BEGIN Dataset
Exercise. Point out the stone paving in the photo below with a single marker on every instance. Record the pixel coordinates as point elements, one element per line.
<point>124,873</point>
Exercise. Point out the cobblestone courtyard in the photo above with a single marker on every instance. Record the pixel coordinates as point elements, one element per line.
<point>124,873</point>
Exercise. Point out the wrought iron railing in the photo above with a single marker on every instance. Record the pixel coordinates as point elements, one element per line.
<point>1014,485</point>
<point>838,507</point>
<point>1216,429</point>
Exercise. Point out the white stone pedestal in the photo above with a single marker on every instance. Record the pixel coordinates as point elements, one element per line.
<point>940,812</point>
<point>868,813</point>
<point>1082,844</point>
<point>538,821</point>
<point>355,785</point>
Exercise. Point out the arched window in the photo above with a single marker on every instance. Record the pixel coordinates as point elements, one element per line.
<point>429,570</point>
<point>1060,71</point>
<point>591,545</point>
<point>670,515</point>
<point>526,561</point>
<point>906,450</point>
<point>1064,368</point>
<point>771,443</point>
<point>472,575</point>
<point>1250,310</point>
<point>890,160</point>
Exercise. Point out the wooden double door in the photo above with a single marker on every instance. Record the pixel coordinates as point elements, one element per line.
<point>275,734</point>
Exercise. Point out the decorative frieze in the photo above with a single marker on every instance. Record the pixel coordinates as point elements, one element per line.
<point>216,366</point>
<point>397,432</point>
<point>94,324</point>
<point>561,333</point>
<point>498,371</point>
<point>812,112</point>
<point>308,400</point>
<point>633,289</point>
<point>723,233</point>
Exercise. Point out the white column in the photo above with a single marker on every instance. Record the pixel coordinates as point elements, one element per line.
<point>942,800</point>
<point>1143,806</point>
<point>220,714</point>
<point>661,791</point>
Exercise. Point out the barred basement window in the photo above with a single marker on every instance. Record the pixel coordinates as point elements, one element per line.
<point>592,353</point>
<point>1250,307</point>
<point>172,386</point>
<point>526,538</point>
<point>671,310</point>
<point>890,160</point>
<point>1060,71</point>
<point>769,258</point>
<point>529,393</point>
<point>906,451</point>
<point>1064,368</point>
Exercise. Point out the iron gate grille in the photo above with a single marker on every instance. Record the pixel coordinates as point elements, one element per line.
END Dataset
> Job
Rescale the items above from their start through the line containing "<point>355,785</point>", both ends included. Give every line again, the exercise wording too, with each point coordinate multiplied by 0.45 and rounded to a whole number, halves going up.

> Correct response
Exercise. Point out the stone paving in the photo below with a single marker on every instance. Record the pixel coordinates as point elements, one element per line.
<point>56,393</point>
Exercise. Point out the cobblestone courtyard in the photo above with a single marker on every instance. Record the pixel coordinates as point elements, one element per line.
<point>56,393</point>
Exercise. Point out the wrought iron railing in the photo above with a single marker on every instance. Record the pixel coordinates as point elements, one element per line.
<point>456,218</point>
<point>377,228</point>
<point>547,193</point>
Exercise. Point out the white stone pedestal in the photo above with a single marker on every instance. Record the pixel coordinates as point elements, one element per line.
<point>423,365</point>
<point>391,366</point>
<point>487,380</point>
<point>242,369</point>
<point>160,353</point>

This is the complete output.